* Problem to work on *
Print every line of the entries below word for word, leaving out the pictures.

Recorded data

****************

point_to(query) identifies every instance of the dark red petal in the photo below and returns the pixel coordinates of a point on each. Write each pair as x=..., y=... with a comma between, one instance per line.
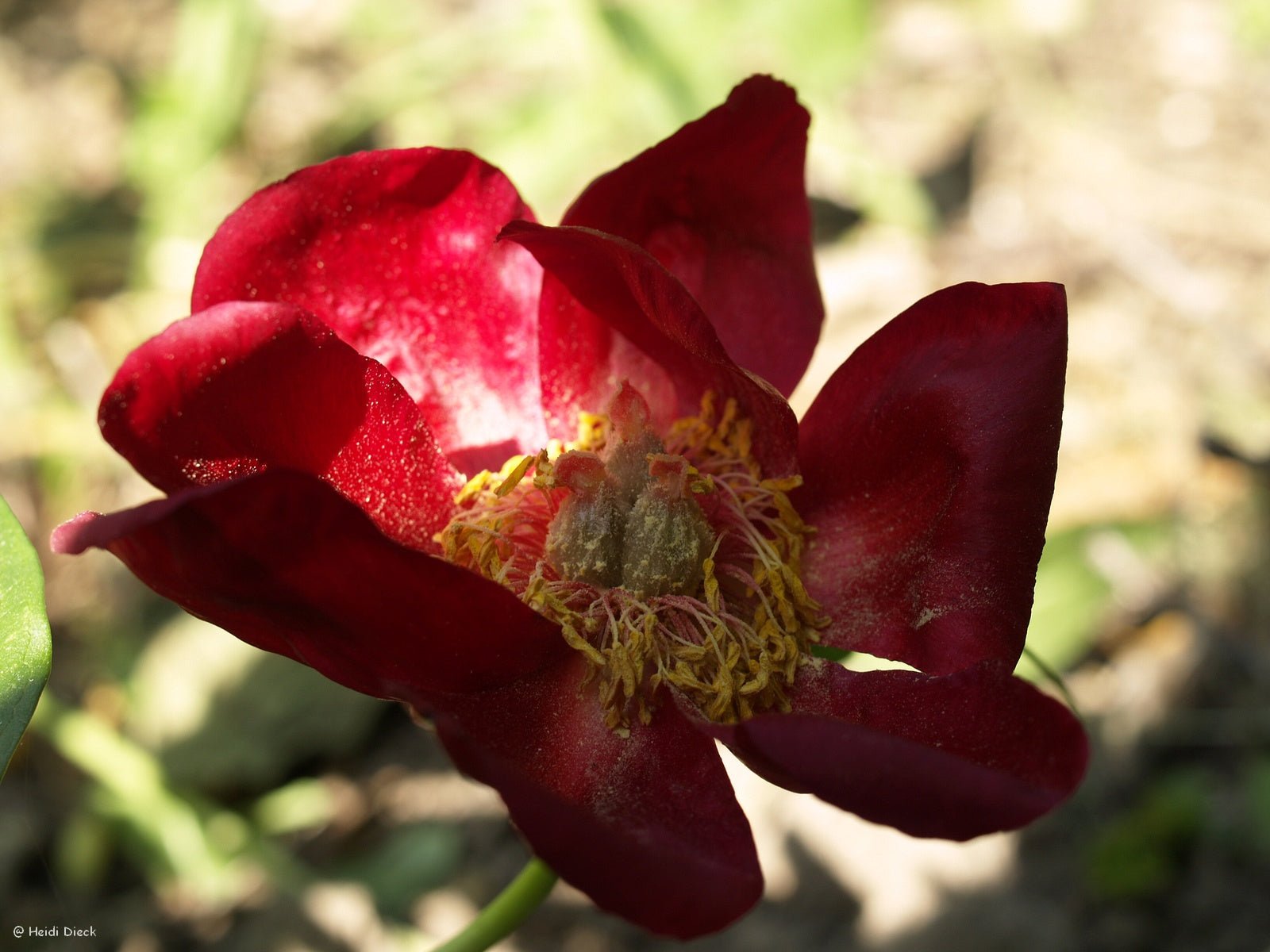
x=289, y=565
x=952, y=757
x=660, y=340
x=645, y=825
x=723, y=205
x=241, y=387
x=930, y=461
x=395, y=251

****************

* Solution to this task *
point_to(query) identifies every instance of the dark red petal in the photo below and returns the pixel coordinates of a point on each. Write each pair as x=..., y=... with a comma between, one instance per line.
x=289, y=565
x=952, y=757
x=660, y=340
x=645, y=825
x=723, y=205
x=241, y=387
x=930, y=461
x=395, y=251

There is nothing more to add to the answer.